§ SHORT TASK
Revise the records below by replacing "Pinpoint" with "Locate" wherever it occurs, leaving every other line unchanged.
--- start LISTING ---
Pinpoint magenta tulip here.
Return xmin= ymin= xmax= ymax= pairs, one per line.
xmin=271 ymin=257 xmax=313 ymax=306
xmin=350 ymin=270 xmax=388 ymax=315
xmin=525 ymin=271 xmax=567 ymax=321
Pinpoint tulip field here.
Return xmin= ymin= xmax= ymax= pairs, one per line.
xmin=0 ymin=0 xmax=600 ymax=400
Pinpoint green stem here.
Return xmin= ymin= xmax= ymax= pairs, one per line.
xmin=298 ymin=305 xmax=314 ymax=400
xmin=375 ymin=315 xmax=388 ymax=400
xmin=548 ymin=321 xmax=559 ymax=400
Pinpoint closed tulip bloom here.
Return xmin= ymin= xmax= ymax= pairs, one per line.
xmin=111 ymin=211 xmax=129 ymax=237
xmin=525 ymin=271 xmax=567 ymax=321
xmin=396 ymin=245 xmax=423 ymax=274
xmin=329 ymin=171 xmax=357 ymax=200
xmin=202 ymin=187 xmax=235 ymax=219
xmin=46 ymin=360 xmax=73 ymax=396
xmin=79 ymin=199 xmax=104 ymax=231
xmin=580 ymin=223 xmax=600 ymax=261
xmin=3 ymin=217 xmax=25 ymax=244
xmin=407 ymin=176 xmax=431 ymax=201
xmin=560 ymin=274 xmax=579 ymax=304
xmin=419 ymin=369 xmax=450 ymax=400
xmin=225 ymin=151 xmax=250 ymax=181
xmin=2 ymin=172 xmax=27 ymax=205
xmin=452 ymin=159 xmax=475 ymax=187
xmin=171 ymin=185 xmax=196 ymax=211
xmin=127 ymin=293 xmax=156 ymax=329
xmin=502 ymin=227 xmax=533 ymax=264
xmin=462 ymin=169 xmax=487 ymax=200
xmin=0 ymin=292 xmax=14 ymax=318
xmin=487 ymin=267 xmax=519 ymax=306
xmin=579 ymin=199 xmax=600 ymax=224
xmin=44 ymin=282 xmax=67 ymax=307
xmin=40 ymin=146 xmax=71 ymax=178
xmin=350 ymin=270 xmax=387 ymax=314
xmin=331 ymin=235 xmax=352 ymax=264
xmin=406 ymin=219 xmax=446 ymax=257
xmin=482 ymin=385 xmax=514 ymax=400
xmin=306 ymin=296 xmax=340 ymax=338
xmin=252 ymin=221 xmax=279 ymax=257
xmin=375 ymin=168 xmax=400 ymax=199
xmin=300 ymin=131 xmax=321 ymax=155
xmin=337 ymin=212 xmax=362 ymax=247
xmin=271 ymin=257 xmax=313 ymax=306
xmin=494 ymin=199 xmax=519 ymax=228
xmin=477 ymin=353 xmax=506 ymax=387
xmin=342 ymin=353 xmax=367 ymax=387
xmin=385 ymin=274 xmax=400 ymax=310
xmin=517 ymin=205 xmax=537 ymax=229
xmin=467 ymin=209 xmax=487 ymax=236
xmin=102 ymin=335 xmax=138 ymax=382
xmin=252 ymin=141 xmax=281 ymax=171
--- end LISTING ---
§ EXPECTED ANSWER
Locate magenta tulip here.
Return xmin= ymin= xmax= ymax= pairs, one per line.
xmin=271 ymin=257 xmax=313 ymax=306
xmin=350 ymin=270 xmax=388 ymax=315
xmin=525 ymin=271 xmax=567 ymax=321
Locate tulip field here.
Return xmin= ymin= xmax= ymax= pairs, one per line.
xmin=0 ymin=0 xmax=600 ymax=400
Locate green stem here.
Return xmin= ymin= xmax= ymax= pairs, one per line.
xmin=298 ymin=305 xmax=314 ymax=400
xmin=375 ymin=315 xmax=388 ymax=400
xmin=548 ymin=321 xmax=559 ymax=400
Locate closed tulip bloom here.
Return xmin= ymin= xmax= ymax= pairs, one per line.
xmin=111 ymin=211 xmax=129 ymax=237
xmin=525 ymin=271 xmax=567 ymax=321
xmin=396 ymin=245 xmax=423 ymax=274
xmin=329 ymin=171 xmax=357 ymax=200
xmin=202 ymin=187 xmax=235 ymax=219
xmin=46 ymin=360 xmax=73 ymax=396
xmin=79 ymin=199 xmax=104 ymax=231
xmin=580 ymin=223 xmax=600 ymax=261
xmin=3 ymin=217 xmax=25 ymax=244
xmin=407 ymin=176 xmax=431 ymax=201
xmin=560 ymin=274 xmax=579 ymax=304
xmin=419 ymin=369 xmax=450 ymax=400
xmin=225 ymin=151 xmax=250 ymax=181
xmin=2 ymin=172 xmax=27 ymax=205
xmin=452 ymin=159 xmax=475 ymax=187
xmin=171 ymin=185 xmax=196 ymax=211
xmin=127 ymin=293 xmax=156 ymax=329
xmin=502 ymin=227 xmax=533 ymax=264
xmin=462 ymin=169 xmax=487 ymax=200
xmin=0 ymin=292 xmax=14 ymax=318
xmin=487 ymin=267 xmax=519 ymax=306
xmin=579 ymin=199 xmax=600 ymax=224
xmin=44 ymin=282 xmax=67 ymax=307
xmin=40 ymin=146 xmax=71 ymax=178
xmin=350 ymin=270 xmax=387 ymax=314
xmin=331 ymin=235 xmax=352 ymax=264
xmin=406 ymin=219 xmax=446 ymax=257
xmin=482 ymin=385 xmax=514 ymax=400
xmin=306 ymin=296 xmax=340 ymax=338
xmin=252 ymin=221 xmax=279 ymax=257
xmin=375 ymin=168 xmax=400 ymax=199
xmin=300 ymin=131 xmax=321 ymax=155
xmin=337 ymin=212 xmax=362 ymax=247
xmin=271 ymin=257 xmax=313 ymax=306
xmin=494 ymin=199 xmax=519 ymax=228
xmin=477 ymin=353 xmax=506 ymax=387
xmin=342 ymin=353 xmax=367 ymax=387
xmin=385 ymin=274 xmax=400 ymax=310
xmin=517 ymin=205 xmax=537 ymax=229
xmin=467 ymin=209 xmax=487 ymax=236
xmin=102 ymin=335 xmax=138 ymax=382
xmin=252 ymin=141 xmax=281 ymax=171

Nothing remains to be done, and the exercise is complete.